Your task is to reproduce exactly the lines from the line with "the blurred crowd" through the end of the records below.

PROVIDED DATA ▸

----------------------------------------

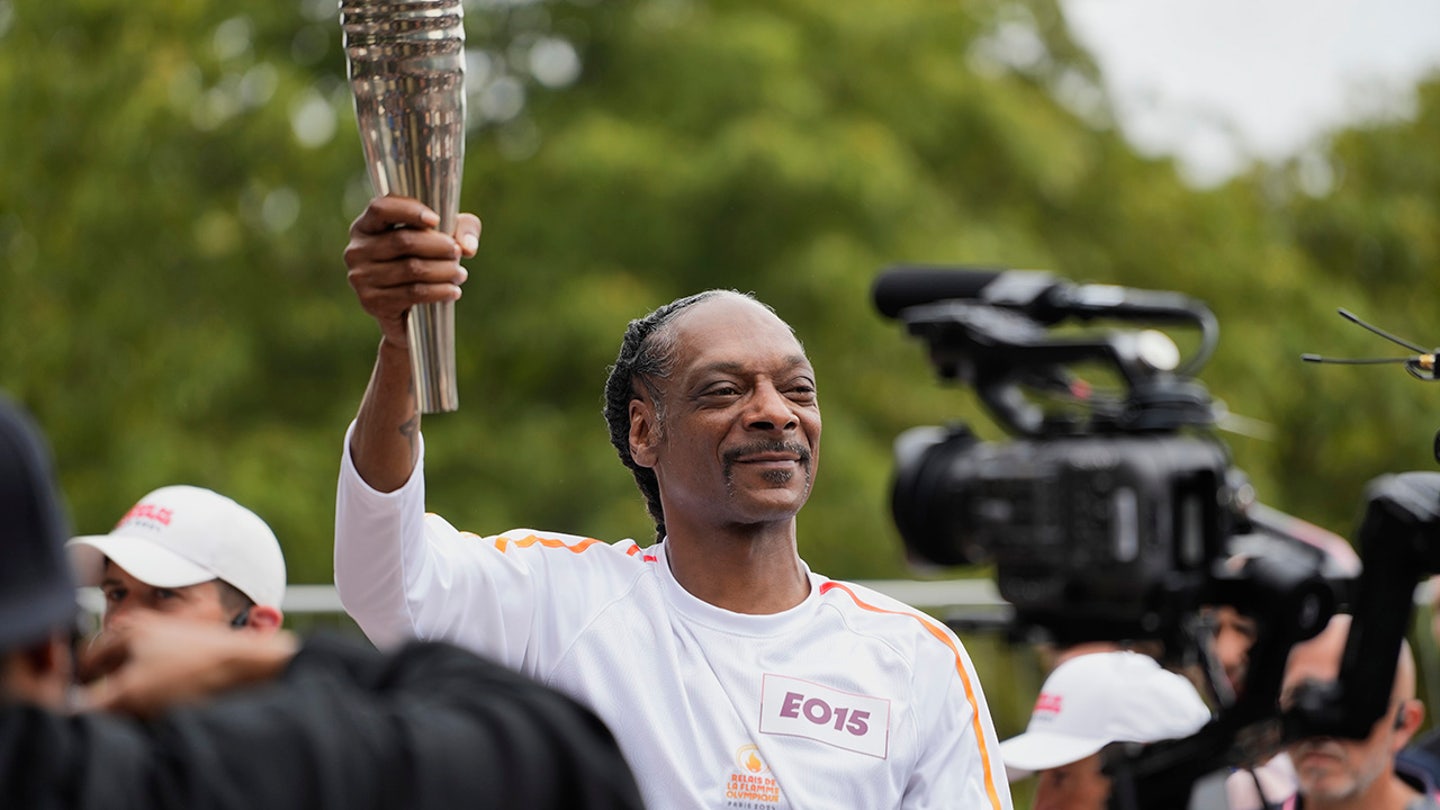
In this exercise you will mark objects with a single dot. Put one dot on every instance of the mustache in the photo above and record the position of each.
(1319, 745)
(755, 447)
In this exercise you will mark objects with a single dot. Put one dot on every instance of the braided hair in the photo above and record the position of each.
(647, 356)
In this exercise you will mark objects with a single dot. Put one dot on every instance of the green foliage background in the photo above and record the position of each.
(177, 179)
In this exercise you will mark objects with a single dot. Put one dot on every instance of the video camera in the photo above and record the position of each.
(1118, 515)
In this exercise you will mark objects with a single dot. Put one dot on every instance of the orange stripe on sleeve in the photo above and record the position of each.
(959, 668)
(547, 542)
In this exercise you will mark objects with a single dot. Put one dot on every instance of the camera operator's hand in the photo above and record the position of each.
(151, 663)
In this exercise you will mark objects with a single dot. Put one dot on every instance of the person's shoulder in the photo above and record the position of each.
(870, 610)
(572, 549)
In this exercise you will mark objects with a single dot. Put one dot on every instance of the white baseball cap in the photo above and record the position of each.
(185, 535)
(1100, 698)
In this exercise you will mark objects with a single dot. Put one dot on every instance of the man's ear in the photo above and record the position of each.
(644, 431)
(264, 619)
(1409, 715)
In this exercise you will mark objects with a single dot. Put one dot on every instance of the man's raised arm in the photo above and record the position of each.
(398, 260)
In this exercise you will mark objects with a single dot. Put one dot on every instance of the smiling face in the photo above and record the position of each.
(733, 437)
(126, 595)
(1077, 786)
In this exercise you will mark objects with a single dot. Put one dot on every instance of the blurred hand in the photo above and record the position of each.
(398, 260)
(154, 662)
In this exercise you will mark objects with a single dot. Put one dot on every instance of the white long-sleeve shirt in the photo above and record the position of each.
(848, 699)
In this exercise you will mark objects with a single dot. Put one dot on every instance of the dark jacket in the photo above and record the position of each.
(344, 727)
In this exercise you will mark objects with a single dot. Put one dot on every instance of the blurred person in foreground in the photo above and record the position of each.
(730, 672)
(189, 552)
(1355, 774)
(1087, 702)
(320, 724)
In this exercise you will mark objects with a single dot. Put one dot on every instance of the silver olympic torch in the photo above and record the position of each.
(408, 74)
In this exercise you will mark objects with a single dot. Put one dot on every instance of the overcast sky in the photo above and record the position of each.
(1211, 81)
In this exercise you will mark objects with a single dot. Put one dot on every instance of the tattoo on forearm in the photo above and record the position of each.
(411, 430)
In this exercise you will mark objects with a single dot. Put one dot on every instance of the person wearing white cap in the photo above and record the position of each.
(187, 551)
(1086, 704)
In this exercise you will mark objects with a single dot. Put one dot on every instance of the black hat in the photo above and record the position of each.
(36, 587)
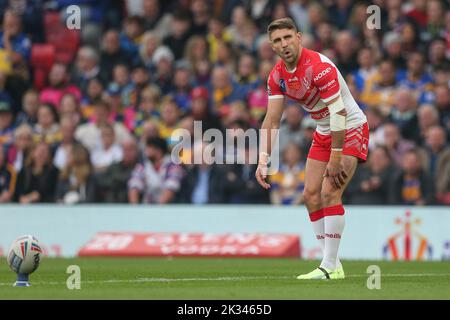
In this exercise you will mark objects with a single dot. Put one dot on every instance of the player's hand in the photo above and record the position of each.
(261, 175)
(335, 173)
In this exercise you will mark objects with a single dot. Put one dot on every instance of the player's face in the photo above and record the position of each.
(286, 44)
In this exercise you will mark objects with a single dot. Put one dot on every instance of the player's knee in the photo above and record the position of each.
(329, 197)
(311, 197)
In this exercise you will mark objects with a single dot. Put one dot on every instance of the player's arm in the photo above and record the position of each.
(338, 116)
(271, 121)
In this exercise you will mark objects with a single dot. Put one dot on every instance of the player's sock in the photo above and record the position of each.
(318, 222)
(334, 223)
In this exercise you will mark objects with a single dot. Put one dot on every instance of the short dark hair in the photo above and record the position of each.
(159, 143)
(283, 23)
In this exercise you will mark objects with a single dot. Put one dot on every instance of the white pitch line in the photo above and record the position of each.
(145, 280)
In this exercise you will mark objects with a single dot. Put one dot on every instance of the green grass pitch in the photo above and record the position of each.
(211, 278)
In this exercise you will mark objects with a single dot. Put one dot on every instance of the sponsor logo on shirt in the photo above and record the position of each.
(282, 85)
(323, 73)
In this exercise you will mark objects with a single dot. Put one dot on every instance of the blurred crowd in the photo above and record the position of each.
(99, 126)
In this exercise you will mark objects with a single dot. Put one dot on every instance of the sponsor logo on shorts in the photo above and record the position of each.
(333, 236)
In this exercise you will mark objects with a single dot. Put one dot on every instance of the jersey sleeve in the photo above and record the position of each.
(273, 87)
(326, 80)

----------------------------------------

CORRECT OUTPUT ▸
In this exercise you will mark objects with a single dot. Put one dot on every instance of the blurred crowd in the photo above and record the position of each.
(99, 126)
In this exercise you will mark objects with a single dot. Put one dot on every instance of the sponsor logo on shorts in the photo above and record the position of each.
(333, 236)
In this exercise you will mark objects with a single dot. Put one dot on every instance of the jersey sleeve in the photo above and record the position of each.
(273, 87)
(326, 80)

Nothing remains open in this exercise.